#### [What is being asked]
Arrange the lines from the one containing "Target = black beret" up to and including the one containing "x=799 y=526" as a Markdown table with two columns, No. and Line, numbering each row and leaving out any blank lines.

#### [Rows from an object-pointing dataset]
%%
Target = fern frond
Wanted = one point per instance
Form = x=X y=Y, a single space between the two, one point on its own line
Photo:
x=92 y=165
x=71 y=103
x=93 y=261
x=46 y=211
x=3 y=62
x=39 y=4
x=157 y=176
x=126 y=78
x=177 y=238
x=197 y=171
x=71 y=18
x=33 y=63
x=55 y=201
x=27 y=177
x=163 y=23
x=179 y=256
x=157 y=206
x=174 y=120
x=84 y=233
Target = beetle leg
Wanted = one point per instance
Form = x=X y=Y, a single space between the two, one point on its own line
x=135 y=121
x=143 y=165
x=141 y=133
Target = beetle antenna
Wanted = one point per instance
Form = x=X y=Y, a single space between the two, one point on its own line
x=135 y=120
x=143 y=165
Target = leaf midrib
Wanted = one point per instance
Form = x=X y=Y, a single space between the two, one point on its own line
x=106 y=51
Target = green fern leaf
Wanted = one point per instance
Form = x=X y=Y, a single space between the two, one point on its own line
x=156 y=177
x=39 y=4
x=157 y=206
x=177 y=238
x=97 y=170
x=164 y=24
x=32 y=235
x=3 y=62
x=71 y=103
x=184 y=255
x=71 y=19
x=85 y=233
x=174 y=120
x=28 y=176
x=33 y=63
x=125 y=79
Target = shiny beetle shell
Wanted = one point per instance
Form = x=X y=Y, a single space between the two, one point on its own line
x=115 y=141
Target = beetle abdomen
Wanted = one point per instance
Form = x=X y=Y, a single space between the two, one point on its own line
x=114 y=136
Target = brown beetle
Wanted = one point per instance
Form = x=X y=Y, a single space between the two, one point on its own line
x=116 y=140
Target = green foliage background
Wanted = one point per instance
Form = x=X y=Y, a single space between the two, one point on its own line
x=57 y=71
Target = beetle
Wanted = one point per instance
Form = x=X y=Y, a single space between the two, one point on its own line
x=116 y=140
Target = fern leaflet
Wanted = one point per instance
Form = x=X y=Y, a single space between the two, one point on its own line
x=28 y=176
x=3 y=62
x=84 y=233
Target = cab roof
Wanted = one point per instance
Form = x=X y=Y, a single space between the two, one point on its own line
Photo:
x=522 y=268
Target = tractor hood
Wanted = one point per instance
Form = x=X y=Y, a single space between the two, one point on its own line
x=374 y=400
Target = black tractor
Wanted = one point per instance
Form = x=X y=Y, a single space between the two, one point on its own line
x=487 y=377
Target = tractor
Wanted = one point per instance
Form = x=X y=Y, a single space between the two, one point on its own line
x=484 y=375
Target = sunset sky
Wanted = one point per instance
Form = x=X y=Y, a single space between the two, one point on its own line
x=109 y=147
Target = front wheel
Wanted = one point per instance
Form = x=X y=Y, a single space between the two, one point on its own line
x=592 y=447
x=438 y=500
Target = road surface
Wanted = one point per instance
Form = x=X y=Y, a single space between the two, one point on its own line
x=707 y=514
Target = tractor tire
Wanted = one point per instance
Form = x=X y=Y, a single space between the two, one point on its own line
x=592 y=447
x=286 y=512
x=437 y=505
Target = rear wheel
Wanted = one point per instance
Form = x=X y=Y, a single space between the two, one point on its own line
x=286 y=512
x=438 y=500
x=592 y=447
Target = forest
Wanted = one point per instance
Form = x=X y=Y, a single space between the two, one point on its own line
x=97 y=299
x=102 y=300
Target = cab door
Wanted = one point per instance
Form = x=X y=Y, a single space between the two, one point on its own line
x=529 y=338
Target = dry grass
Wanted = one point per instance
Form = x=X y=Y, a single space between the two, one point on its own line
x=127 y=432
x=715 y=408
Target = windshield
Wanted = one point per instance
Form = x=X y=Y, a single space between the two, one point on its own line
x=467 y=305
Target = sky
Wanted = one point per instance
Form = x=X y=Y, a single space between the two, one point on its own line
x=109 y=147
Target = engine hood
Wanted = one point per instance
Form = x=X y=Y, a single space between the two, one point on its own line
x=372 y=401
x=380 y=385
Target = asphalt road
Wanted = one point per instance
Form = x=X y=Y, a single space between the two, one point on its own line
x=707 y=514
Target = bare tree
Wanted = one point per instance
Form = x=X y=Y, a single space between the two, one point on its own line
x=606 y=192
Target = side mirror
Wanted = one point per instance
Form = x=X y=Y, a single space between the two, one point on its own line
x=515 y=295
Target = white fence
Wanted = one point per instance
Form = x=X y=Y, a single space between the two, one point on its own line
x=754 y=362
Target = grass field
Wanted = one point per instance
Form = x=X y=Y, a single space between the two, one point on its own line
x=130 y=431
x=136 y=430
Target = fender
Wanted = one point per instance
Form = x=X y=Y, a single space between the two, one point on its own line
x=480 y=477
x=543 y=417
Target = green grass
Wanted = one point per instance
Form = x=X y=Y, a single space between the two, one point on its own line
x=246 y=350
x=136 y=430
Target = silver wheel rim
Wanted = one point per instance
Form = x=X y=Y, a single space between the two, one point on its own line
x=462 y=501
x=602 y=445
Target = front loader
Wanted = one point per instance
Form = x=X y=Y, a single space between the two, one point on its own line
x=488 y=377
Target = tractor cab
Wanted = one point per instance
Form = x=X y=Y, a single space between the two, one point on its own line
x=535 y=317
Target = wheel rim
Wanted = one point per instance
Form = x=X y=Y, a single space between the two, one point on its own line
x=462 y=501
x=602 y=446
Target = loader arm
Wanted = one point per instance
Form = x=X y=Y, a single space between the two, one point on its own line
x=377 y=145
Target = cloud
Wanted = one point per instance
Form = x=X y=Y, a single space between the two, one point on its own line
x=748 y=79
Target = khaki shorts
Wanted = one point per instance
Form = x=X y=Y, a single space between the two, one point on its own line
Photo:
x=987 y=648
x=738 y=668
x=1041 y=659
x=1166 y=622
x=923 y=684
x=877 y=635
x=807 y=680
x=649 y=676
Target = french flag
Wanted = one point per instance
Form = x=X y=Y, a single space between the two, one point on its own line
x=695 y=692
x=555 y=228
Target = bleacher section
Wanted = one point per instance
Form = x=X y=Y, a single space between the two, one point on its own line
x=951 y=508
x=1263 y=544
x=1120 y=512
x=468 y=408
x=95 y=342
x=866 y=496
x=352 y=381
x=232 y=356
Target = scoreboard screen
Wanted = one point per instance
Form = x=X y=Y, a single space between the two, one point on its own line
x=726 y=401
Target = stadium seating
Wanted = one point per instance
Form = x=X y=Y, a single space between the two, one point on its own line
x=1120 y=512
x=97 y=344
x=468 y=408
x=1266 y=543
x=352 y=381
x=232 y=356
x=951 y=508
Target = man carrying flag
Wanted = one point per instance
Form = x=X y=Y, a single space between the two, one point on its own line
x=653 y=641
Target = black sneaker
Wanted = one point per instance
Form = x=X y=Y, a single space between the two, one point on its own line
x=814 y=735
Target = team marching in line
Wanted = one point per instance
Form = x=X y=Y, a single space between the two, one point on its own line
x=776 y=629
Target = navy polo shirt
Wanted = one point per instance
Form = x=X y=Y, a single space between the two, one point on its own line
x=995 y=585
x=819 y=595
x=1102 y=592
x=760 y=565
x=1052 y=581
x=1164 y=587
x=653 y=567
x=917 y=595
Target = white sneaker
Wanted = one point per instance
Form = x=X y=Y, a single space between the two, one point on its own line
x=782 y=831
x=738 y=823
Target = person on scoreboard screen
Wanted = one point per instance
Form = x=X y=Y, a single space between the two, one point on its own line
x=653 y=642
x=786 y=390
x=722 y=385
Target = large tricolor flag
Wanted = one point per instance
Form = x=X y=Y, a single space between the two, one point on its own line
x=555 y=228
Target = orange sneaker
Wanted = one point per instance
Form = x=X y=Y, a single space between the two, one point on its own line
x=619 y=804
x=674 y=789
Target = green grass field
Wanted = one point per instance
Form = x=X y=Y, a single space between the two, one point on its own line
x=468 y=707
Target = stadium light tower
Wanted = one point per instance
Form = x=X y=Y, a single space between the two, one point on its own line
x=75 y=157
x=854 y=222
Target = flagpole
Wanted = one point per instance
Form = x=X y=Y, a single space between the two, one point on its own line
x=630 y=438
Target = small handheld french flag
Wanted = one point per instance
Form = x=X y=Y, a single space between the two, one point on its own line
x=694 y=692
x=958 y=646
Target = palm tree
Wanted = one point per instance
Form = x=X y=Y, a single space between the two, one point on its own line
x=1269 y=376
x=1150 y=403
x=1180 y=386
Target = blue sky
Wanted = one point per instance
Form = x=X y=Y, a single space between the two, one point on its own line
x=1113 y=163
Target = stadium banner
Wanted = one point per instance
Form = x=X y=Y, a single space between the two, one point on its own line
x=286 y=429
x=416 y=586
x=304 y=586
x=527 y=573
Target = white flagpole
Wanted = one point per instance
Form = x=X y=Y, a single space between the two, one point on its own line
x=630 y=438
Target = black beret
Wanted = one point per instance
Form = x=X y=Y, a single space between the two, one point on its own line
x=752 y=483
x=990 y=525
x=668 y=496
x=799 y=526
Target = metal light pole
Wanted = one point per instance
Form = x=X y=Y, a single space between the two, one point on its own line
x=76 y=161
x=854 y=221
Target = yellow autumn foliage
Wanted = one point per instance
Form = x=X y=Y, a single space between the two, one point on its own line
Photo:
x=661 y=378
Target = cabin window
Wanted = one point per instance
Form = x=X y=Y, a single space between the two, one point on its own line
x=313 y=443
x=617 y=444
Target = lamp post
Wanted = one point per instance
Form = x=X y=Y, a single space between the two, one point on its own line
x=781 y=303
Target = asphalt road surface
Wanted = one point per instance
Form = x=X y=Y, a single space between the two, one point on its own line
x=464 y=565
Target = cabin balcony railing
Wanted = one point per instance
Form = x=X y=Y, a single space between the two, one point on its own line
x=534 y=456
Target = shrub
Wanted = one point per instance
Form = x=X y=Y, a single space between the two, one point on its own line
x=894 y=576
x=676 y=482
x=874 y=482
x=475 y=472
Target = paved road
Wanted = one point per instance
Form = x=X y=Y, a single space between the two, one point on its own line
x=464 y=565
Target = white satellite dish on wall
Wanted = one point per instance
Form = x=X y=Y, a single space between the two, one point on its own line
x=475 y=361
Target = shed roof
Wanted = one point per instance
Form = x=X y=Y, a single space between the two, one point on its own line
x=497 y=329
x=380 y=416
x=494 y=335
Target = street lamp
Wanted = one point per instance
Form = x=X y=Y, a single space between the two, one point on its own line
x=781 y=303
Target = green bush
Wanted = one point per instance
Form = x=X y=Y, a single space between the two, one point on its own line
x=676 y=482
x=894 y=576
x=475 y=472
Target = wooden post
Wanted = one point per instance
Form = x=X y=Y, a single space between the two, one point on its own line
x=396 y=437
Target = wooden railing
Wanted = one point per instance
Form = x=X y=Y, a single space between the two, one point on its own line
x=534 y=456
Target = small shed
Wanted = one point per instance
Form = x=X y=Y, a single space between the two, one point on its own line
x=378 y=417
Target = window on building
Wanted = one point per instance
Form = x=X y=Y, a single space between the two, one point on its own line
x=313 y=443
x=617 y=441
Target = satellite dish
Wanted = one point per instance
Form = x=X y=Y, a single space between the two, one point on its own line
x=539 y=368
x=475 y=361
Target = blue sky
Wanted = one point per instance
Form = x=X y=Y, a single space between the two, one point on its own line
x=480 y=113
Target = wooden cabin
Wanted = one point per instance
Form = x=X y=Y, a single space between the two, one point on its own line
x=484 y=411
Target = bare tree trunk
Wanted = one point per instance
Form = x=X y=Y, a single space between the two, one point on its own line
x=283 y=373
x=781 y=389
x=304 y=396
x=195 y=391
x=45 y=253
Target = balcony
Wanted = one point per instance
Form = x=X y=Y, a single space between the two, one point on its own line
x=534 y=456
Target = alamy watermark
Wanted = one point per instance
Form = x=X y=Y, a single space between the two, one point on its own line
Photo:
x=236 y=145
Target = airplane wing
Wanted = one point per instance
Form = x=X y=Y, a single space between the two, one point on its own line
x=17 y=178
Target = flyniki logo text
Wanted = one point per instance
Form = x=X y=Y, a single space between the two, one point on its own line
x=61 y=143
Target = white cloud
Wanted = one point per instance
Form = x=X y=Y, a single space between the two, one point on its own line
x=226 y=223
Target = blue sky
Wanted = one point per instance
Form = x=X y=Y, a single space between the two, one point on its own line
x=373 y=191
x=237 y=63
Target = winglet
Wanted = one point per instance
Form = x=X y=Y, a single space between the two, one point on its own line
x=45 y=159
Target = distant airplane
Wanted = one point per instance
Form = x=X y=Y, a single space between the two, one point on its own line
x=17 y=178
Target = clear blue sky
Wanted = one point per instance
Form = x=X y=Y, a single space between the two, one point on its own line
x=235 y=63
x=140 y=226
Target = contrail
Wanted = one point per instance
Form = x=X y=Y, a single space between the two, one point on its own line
%%
#### [Finished answer]
| No. | Line |
|---|---|
| 1 | Target = black beret |
| 2 | Wanted = one point per instance |
| 3 | Form = x=X y=Y, a single space between the two, one point on its own line |
| 4 | x=752 y=483 |
| 5 | x=990 y=525 |
| 6 | x=668 y=496 |
| 7 | x=799 y=526 |